## GOAL
Please find each row below that contains the string "sash" and copy every such row.

Dataset excerpt:
'''

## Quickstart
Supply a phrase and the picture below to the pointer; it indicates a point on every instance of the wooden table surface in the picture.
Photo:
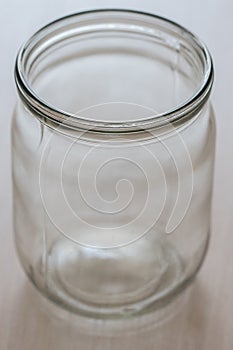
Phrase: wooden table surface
(205, 321)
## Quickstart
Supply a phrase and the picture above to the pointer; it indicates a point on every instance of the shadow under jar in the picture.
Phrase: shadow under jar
(113, 148)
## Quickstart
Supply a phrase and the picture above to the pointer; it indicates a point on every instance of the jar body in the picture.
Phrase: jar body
(88, 238)
(112, 224)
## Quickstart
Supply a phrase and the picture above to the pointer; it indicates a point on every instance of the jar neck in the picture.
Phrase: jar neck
(190, 57)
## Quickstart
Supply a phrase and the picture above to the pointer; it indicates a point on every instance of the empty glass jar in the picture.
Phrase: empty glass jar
(113, 148)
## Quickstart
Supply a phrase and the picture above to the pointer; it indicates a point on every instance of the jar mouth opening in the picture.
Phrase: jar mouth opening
(158, 29)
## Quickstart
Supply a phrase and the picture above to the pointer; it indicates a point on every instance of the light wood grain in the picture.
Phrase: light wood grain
(206, 320)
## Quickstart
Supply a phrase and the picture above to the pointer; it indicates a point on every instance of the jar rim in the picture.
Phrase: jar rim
(46, 111)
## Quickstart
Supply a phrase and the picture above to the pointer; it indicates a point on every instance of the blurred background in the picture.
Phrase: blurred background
(205, 321)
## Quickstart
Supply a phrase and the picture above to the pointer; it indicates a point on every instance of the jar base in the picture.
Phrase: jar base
(112, 283)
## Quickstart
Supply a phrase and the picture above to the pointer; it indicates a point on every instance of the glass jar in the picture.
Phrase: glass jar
(113, 149)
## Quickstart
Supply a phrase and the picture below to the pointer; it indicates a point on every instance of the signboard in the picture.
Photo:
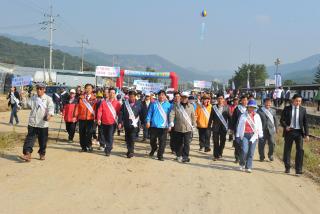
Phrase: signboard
(136, 82)
(269, 82)
(201, 84)
(149, 86)
(104, 71)
(147, 74)
(21, 81)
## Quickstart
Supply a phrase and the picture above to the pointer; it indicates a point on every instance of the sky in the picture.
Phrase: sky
(288, 29)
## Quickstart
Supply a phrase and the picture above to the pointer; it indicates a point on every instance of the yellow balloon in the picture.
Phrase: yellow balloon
(204, 13)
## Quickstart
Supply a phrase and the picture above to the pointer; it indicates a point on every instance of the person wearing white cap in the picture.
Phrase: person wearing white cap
(182, 118)
(219, 123)
(249, 131)
(42, 109)
(68, 114)
(145, 106)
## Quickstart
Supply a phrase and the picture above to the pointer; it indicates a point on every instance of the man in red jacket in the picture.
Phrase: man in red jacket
(69, 113)
(85, 113)
(107, 117)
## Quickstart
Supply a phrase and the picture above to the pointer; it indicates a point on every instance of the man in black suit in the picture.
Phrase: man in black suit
(295, 128)
(269, 125)
(219, 123)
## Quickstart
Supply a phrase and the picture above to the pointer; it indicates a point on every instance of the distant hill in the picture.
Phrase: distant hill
(27, 55)
(301, 72)
(133, 61)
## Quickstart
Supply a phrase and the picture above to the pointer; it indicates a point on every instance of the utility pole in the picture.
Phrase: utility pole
(83, 42)
(44, 69)
(64, 60)
(49, 24)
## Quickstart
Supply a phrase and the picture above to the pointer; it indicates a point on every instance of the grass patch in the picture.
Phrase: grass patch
(311, 161)
(9, 140)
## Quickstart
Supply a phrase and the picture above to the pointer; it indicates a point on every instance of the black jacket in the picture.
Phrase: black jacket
(267, 125)
(16, 94)
(285, 119)
(145, 109)
(215, 122)
(124, 114)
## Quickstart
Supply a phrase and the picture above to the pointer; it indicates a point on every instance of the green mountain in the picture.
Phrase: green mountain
(132, 61)
(22, 54)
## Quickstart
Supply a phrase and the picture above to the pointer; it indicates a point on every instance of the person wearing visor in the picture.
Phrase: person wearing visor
(42, 109)
(182, 118)
(249, 132)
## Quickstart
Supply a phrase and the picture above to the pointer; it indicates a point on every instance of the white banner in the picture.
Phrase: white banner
(104, 71)
(201, 84)
(149, 86)
(21, 81)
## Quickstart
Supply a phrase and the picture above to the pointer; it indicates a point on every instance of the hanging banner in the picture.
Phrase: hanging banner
(105, 71)
(201, 84)
(21, 81)
(147, 74)
(149, 86)
(136, 82)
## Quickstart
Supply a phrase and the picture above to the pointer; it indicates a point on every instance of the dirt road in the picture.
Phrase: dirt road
(73, 182)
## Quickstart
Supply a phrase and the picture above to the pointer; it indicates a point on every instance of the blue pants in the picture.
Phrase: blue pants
(14, 110)
(107, 136)
(248, 149)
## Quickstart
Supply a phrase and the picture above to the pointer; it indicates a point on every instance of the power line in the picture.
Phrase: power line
(83, 42)
(49, 24)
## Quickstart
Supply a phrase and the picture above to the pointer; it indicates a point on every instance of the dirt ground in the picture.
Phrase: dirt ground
(73, 182)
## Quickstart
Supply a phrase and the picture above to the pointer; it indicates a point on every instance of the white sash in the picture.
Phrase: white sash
(15, 99)
(252, 124)
(131, 115)
(185, 115)
(224, 122)
(41, 104)
(87, 104)
(270, 116)
(241, 109)
(113, 111)
(205, 111)
(163, 114)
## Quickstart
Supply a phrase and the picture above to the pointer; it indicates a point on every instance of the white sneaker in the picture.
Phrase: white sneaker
(248, 170)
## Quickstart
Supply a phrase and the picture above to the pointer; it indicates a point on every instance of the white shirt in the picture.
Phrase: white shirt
(258, 126)
(297, 118)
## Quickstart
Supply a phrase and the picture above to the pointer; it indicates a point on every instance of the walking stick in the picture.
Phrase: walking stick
(59, 129)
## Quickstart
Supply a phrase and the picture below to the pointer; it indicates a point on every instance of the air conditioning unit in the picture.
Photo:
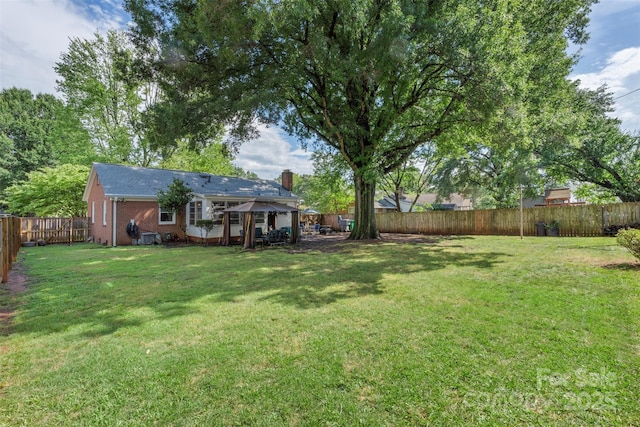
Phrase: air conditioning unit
(147, 239)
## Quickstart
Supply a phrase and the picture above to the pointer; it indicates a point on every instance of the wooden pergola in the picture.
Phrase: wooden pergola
(249, 210)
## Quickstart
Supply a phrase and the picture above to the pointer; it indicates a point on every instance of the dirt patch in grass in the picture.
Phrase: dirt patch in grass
(336, 242)
(16, 284)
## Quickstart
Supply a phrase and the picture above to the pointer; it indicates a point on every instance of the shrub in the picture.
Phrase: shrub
(630, 239)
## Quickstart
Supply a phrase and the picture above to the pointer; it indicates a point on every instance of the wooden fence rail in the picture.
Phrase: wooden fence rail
(9, 244)
(55, 230)
(581, 220)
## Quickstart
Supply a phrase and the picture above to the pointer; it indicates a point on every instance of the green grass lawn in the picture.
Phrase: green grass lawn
(460, 331)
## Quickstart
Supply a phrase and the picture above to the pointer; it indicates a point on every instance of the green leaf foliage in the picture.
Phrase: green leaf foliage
(35, 132)
(176, 196)
(50, 191)
(101, 81)
(373, 80)
(585, 144)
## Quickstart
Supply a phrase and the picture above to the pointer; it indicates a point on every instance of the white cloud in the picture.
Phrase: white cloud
(621, 74)
(271, 153)
(34, 33)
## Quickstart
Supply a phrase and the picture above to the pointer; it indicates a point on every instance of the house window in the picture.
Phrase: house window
(216, 212)
(234, 217)
(195, 211)
(166, 217)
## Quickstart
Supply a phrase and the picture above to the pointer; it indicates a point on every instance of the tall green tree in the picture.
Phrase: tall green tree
(214, 158)
(329, 189)
(37, 131)
(595, 150)
(101, 80)
(372, 79)
(491, 175)
(175, 199)
(414, 176)
(50, 191)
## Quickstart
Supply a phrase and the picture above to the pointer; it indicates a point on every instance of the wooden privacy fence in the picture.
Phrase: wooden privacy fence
(55, 230)
(581, 220)
(9, 244)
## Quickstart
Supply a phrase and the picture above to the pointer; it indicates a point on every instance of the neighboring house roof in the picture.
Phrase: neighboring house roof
(389, 203)
(455, 199)
(137, 182)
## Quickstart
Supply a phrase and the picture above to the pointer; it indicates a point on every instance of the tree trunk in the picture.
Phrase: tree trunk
(365, 220)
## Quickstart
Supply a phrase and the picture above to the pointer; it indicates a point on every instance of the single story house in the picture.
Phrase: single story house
(119, 195)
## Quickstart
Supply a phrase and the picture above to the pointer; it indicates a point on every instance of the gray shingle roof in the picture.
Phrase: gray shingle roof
(134, 181)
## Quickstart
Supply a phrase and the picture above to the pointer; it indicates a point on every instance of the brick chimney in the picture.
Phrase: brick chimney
(287, 180)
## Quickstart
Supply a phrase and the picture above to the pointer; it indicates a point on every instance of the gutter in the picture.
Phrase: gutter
(115, 218)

'''

## COMPLETE RESPONSE
Supply a phrase and the picture above to the pointer; it indicates a point on every instance of the white sash in the picture.
Phrase: white sash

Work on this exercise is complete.